> _STATED EXERCISE_: Pull out each line of the items below that contains the word "Draw". Treat uppercase and lowercase as different.

(Entries from an annotation dataset)

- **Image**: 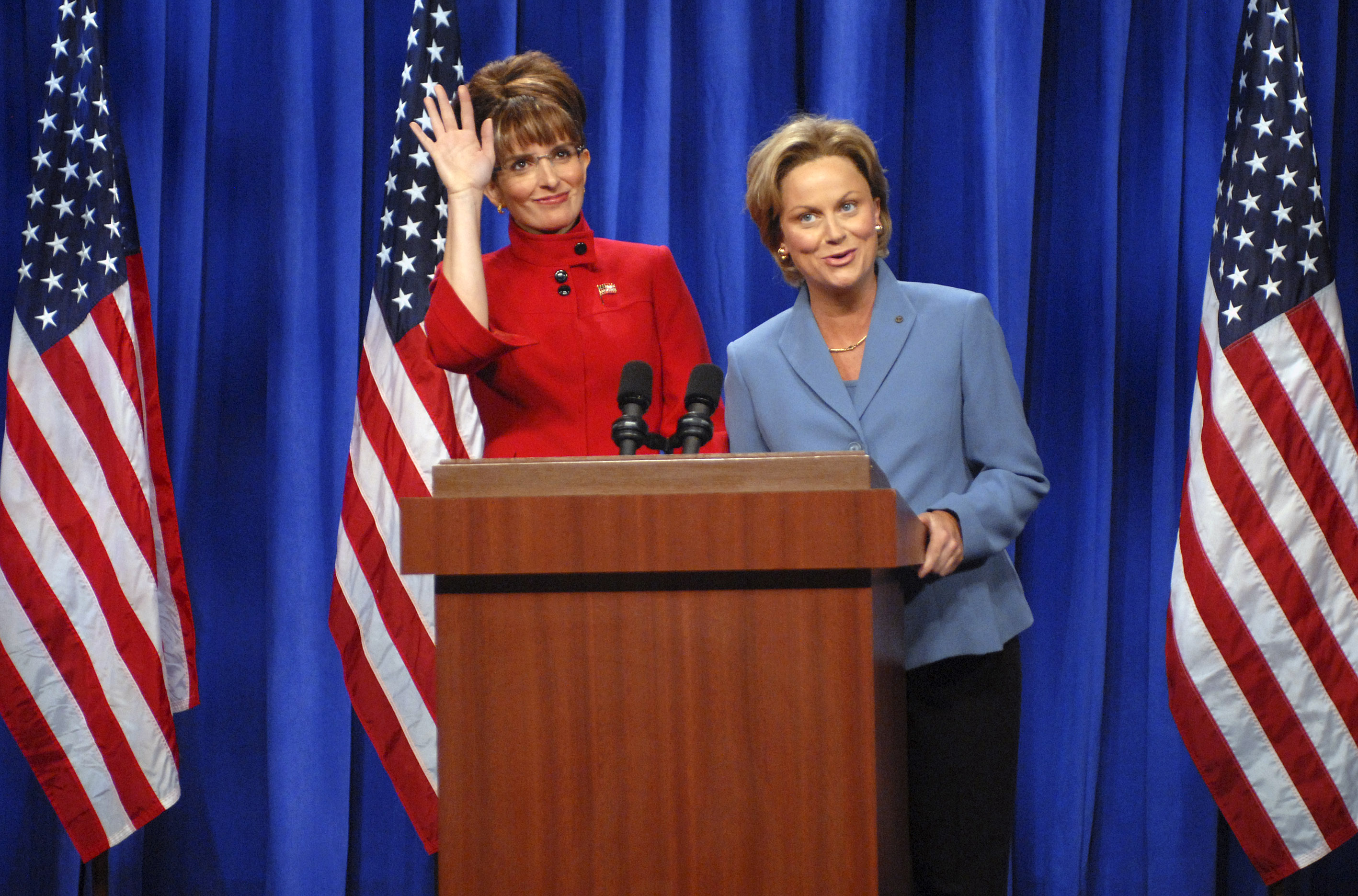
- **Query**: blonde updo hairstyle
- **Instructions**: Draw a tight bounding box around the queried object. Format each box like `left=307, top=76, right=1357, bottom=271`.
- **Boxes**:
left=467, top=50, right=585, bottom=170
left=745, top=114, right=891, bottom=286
...
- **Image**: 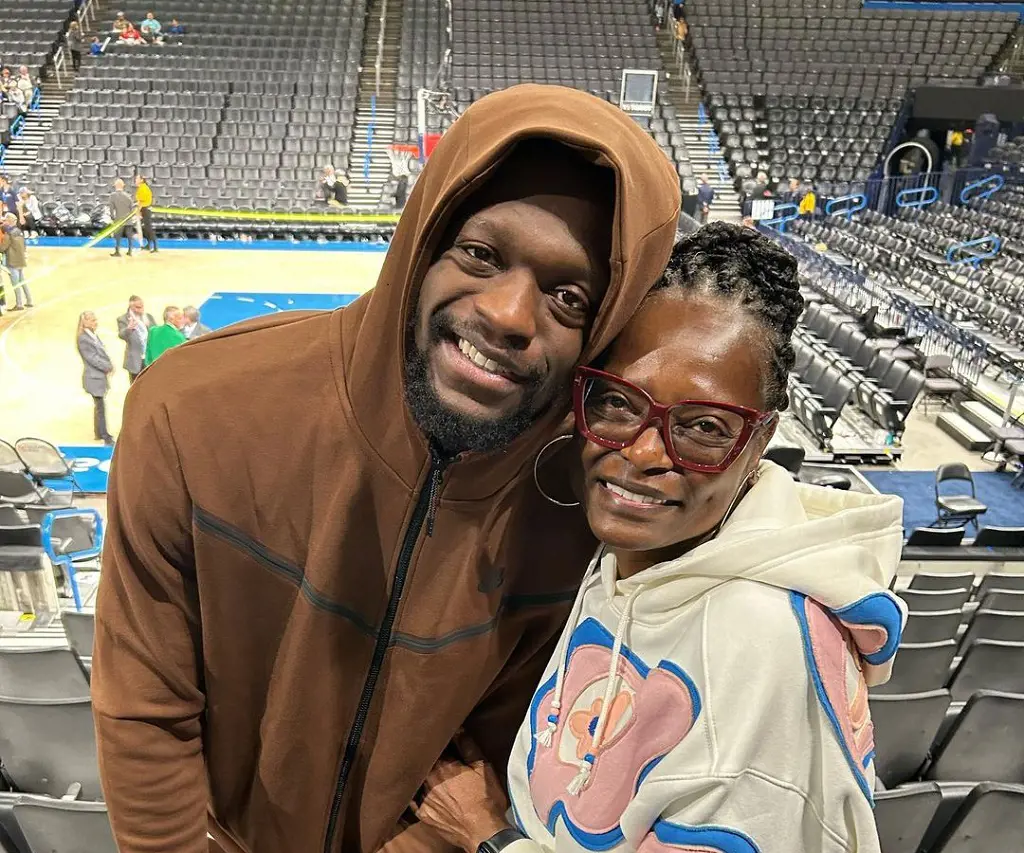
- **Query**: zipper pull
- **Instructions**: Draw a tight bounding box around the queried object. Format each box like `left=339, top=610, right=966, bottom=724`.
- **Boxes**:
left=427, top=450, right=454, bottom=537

> _OUTPUT_:
- **Instructions**: Draw a tight bounding box around the queried object. Format each box like `left=307, top=76, right=1357, bottom=271`.
- **Instructions**: Draw a tight bounding box around the queried object. Format each box like `left=339, top=610, right=966, bottom=724`.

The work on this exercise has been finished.